[start AVAILABLE DATA]
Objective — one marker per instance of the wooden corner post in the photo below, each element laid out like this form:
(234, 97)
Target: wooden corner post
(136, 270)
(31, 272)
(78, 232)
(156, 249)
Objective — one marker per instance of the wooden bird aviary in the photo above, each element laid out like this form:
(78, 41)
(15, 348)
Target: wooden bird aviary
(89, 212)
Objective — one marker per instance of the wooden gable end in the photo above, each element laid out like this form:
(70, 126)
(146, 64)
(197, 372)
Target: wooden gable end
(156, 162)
[end AVAILABLE DATA]
[start AVAILABLE DATA]
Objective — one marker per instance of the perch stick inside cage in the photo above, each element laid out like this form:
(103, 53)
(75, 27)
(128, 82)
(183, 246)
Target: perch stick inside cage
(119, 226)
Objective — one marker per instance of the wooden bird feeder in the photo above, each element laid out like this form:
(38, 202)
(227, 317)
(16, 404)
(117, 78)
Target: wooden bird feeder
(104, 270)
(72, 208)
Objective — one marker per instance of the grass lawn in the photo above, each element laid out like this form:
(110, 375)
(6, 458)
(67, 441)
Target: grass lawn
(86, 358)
[end AVAILABLE DATA]
**SET EXERCISE:**
Which lines in the listing above contain the string "inside"? Pull out each of those lines in full, treating uppercase and lowercase letters as different.

**FULL OUTPUT:**
Objective — one marker per instance of the perch stick inside cage in the photo above, each element laid out like this form:
Target: perch stick inside cage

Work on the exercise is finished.